§ TASK GOAL
From the items below, extract each line that contains the string "sweater" and copy it in full.

§ AVAILABLE DATA
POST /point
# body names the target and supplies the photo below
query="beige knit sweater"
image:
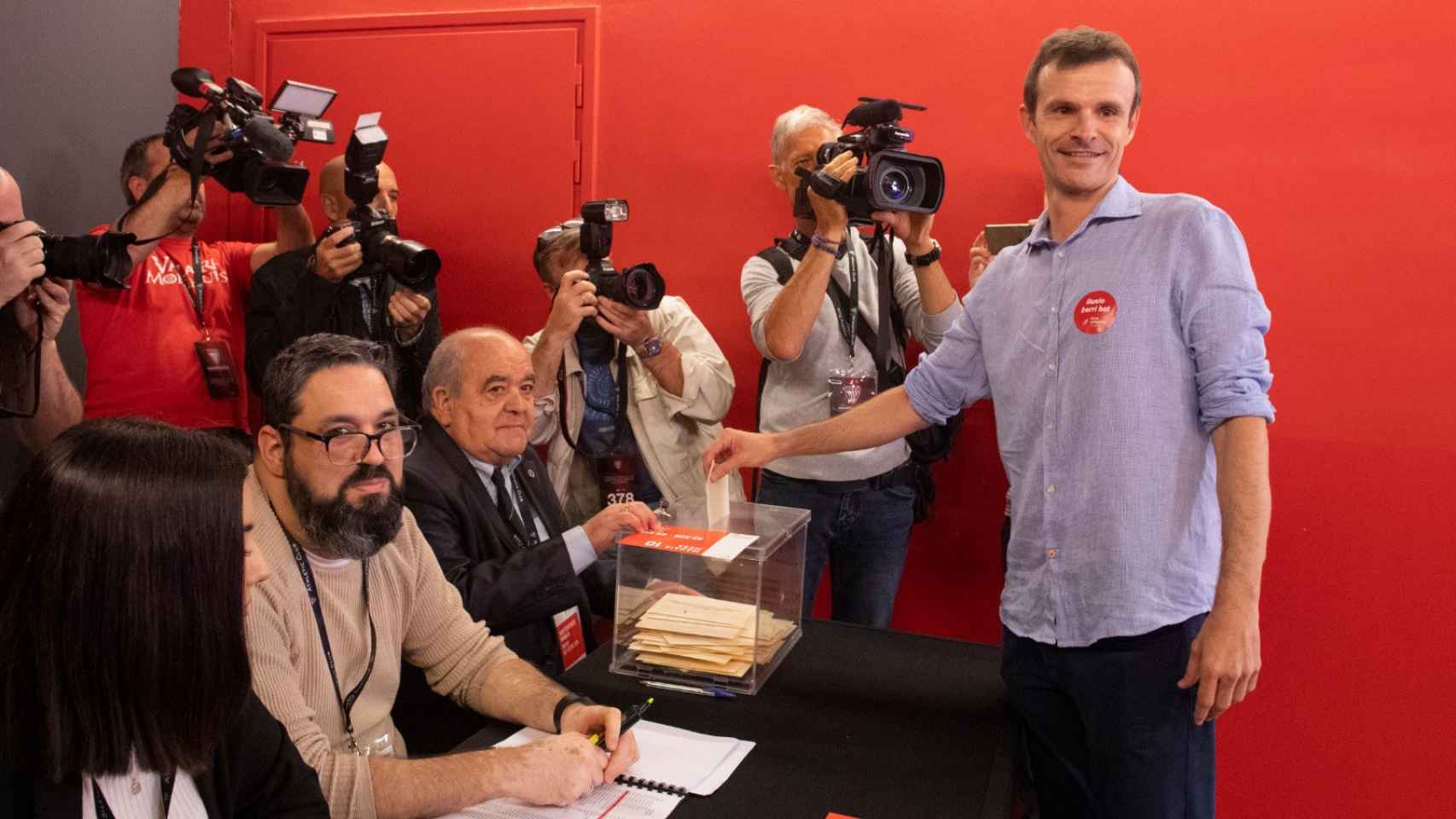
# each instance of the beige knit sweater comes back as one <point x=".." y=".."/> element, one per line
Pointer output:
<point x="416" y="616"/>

--

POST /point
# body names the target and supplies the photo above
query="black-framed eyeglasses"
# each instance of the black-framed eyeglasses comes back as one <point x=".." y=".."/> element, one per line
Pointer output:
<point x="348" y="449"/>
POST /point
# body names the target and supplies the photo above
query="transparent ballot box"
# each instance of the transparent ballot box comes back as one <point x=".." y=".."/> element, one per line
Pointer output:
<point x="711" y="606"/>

§ SOLUTION BELOW
query="beige knit sweater"
# each instance of the beige knit sweater comes back as one <point x=".." y=".."/> element, one per line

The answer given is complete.